> TEXT SHOWN:
>> Start

Demigods of Aztaltica
Aztaltica is host to the worship of only four deities. They play an important role in the lives of Aztalticans—indeed, they are a matter of life and death to many, if not most, of the peoples of the Aztaltica. Not only is this reflected in the sacrifices so commonly expected by some of these demigods, but also in the way that they affect the climate, food supply, and environment of the entire continent—at least, as viewed and explained by their followers.
Pyramids and Temples
The most typical platform supporting a temple to any of the Aztaltican powers is the pyramid. The pyramid is not the temple itself, however—it is the structure below the temple.
The pyramids follow a stepped design of many layers. Indeed, many of the pyramids have been erected atop earlier, smaller pyramids, in as many as five or six layers, or “shells.” Typically, a pyramid will have a stairway climbing each of its four sides, though some have steps on only two opposite sides. These stairs are always steep, in many cases climbing at an angle in excess of forty-five degrees. Some of the steepest use one foot risers for six-inch-wide steps (one foot of rise per six inches of run, in other terms).
Aztaltican pyramids are sometimes solid, but many of them are penetrated by secret passages, burial chambers, treasure troves, or hidden meeting places. The entrances to these places are well-concealed, and may be located anywhere, including on top of the pyramid, around its base, partway up one side, or—rarely—in some place removed from the pyramid, and connected to ii by an underground passageway. The temple building is erected on top of the pyramid, and can be made of wood, stone, or plastered adobe. The temple itself will generally contain a painted tiled, or carved image of the god worshipped there, and perhaps an altar or brazier such as might be required for the rites performed there.
A pyramid that is being utilized will always be kept scrupulously clean, except for signs of its rituals that are assumed to be desirable to the being in question. But the steps will be swept of dust, and dirt will not he allowed to darken the sides. Any stone that crumbles will be mortared, or replaced if it is too far gone.
Mosaics and murals, usually in bright colors, often encircle the layers of a pyramid. These will often depict the specific symbols of the powers although they may be more general in nature. Indeed, some pyramids are devoted to several powers—the Great Pyramid in Zlatan, for example, supported temples devoted to both Sotek and Tezca. As with its cleanliness, the brightness and completeness of this artwork depends upon constant upkeep—pyramids that are located far from settlements, or that have been abandoned by their followers, quickly lose their detail. Mosaic art, naturally, still lasts somewhat longer than paint.
Generally there is a significant odor associated with the pyramids in use for the darker rituals. The pyramids devoted to non-sacrificial beings are cleaner, for purification is considered a beneficent trait to these powers as a group. Often, fresh blossoms will be used as fragrance around these monuments.

>> End

> WORK INSTRUCTIONS:
- A) Condense the paragraph in the Aztaltica text that begins "The pyramids follow a stepped design" into a bulleted list that keeps its main facts.
- B) Answer these questions using the Aztaltica text, marking each answer with the same numeral as its question:
(i) How many deities are worshipped in Aztaltica?
(ii) Which powers had temples on the Great Pyramid in Zlatan?
(iii) What is often used as fragrance around the pyramids of non-sacrificial beings?
The data that comes after this is separate material.

> MATERIAL SUPPLIED:
>> Start

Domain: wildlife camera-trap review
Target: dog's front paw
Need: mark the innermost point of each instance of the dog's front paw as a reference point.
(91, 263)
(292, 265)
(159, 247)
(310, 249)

>> End

> SOLUTIONS TO THE PROBLEMS:
- A)
- The pyramids have a stepped design with many layers.
- Many are built on top of earlier, smaller pyramids, in as many as five or six layers, or "shells."
- Most have a stairway on each of the four sides, though some have steps only on two opposite sides.
- The stairs are always steep and often rise at more than forty-five degrees.
- The steepest have one-foot risers on steps six inches wide.

- B)
(i) Four.
(ii) Sotek and Tezca.
(iii) Fresh blossoms.